*Stated exercise*. Transcribe the data below line for line, reproducing every character without alteration.

*Excerpts of pointing data*.
★ ★ ★ ★ ★ ★ ★

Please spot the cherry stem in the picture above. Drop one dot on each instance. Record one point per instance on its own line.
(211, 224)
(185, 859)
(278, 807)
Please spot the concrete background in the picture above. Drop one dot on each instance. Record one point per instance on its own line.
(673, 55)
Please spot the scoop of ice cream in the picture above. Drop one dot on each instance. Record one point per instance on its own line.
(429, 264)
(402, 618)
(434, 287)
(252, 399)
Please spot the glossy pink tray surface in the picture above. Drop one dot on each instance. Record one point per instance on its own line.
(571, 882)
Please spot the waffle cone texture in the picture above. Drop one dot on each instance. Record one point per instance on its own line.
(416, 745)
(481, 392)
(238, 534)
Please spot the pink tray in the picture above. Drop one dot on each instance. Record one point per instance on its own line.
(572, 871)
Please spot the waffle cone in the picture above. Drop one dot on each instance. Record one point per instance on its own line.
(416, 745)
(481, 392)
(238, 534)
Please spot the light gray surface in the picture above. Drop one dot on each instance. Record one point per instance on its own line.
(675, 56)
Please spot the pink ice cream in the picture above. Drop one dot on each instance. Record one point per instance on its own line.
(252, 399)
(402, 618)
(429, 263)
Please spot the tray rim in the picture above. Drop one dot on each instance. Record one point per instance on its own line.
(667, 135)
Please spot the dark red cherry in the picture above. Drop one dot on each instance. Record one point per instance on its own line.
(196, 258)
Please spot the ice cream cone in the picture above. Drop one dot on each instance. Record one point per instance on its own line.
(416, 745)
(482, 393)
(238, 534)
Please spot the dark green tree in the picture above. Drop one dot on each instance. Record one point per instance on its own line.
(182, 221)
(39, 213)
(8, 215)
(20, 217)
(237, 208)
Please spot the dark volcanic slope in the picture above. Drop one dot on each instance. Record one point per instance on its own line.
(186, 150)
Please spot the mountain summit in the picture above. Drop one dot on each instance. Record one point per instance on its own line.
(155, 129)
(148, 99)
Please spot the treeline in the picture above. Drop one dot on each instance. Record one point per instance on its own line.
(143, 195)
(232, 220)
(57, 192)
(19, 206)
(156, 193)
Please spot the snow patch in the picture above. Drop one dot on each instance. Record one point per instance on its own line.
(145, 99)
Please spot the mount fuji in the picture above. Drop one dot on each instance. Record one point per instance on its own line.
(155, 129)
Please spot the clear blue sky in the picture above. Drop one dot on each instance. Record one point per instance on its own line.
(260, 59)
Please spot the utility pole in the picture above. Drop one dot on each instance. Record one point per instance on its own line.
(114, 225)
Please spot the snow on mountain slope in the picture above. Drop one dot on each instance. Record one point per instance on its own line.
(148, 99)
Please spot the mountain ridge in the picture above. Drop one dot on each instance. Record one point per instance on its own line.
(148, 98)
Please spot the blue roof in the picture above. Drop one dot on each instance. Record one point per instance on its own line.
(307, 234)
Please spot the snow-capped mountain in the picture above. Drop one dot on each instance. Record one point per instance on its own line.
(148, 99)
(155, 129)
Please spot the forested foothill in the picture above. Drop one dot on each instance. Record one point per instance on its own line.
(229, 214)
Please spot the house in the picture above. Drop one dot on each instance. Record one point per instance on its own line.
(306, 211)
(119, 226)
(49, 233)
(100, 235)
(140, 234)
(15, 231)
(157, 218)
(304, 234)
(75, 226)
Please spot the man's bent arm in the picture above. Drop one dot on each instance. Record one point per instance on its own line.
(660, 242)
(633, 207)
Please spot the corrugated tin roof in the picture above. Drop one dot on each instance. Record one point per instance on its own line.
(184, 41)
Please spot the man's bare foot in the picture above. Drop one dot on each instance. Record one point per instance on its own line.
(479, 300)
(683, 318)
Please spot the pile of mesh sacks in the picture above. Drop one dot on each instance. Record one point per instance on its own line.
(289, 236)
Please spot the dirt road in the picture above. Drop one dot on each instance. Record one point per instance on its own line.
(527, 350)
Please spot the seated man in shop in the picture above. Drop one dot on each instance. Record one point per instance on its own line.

★ ★ ★ ★ ★ ★ ★

*Solution to this problem*.
Please spot the cherry stem in the picture above. Drop one dot on each instance. Record one point per instance on its own line.
(211, 224)
(185, 859)
(278, 807)
Please spot the concrete background in the picture above. Drop one dot on each instance. Record one point per instance on its own line.
(673, 55)
Please spot the scoop of ice cream in the picture above. Drop one dot on each instance. Record one point per instance on its own line.
(429, 264)
(402, 618)
(434, 287)
(252, 399)
Please spot the glossy pink tray surface in the picture above. Drop one dot on each instance. Record one point per instance on its own line.
(571, 882)
Please spot the waffle cone texture in the picture above. Drop one dot on each instance. Record one point per instance on its own line.
(416, 745)
(481, 392)
(238, 534)
Please spot the pink tray in the picture above. Drop one dot on each instance. Record one point per instance on its own line.
(572, 871)
Please spot the waffle cone in the picture above. Drop one dot on each instance. Record one point per instance on its own line.
(416, 745)
(481, 392)
(238, 534)
Please spot the light gray surface in the picture above. Drop one dot on each instance. Record one point per instance on its own line.
(675, 56)
Please spot the pink ice cream in the picture above. Drop one dot on each instance. Record one point per instance on its own line.
(252, 399)
(402, 618)
(429, 263)
Please spot the tray rim in the picture above. Drop one dot on each instance. Record one point per instance on its own line.
(667, 135)
Please spot the dark red cherry in the picture above. Drop one dot on each instance. Record one point per instance on its own line.
(196, 258)
Please spot the ice cream cone in the picture above. Drop one dot on each instance. Record one point per instance on its own line.
(416, 745)
(482, 393)
(238, 534)
Please spot the dark green tree in the picture above. Drop one dot on each instance. Record one point per instance on its own line.
(182, 221)
(39, 213)
(8, 215)
(20, 217)
(237, 208)
Please spot the dark volcanic slope in the picture above. Drop one dot on each instance. Record one point per instance on its own line.
(186, 150)
Please spot the mountain summit in the picture above. Drop one dot on each instance. Record one point per instance on its own line.
(155, 129)
(148, 99)
Please spot the treeline in the picture above. Drop one dot on each instance. Record one point per instance on its own line.
(143, 195)
(232, 220)
(57, 192)
(19, 206)
(156, 193)
Please spot the snow patch in the picture above. Drop one dot on each instance. Record one point per instance on its own line.
(145, 99)
Please spot the mount fuji in the picture above. Drop one dot on each instance. Record one point per instance on its own line.
(155, 129)
Please spot the clear blue sky in the picture above. Drop one dot on each instance. Record one point per instance on its own line.
(260, 59)
Please spot the utility pole in the picture above. Drop one dot on each instance. Record one point per instance on its own line.
(114, 225)
Please spot the snow on mountain slope in the picture above. Drop one dot on each instance. Record one point per instance on its own line.
(148, 99)
Please spot the mountain ridge in the picture above. Drop one dot on each instance. Record one point per instance on its own line.
(148, 98)
Please spot the blue roof in the picture above. Drop one dot on each instance. Record one point per instance on its own line.
(307, 234)
Please spot the snow-capped mountain in the picture above. Drop one dot on each instance. Record one point per instance on its own line.
(148, 99)
(155, 129)
Please spot the forested foothill in the picture above. Drop one dot on each instance. Record one point per instance on its own line.
(229, 214)
Please spot the house in the picture above. Drop one dot on each instance. Record one point per instance on its own line.
(306, 211)
(119, 226)
(49, 233)
(100, 235)
(140, 234)
(15, 231)
(157, 218)
(304, 234)
(75, 226)
Please spot the man's bent arm in the picture above. Drop one dot on each instance. Record one point per instance on its own line.
(660, 242)
(633, 207)
Please spot the corrugated tin roof in the picture above. Drop one dot on each instance. Record one point per instance on its own line.
(184, 41)
Please spot the man's bare foot in the picture above. Drop one dot on each instance. Record one point per instance on its own line.
(479, 300)
(683, 318)
Please spot the pile of mesh sacks in the picture above. Drop one dot on each instance. Record one point per instance on its own line.
(289, 236)
Please spot the dirt road in the picture above. Drop one dot on each instance. Record one point per instance on its own line.
(527, 350)
Please spot the seated man in shop in the picture above. Drop one dot on each instance. Record one point per instance on its own line.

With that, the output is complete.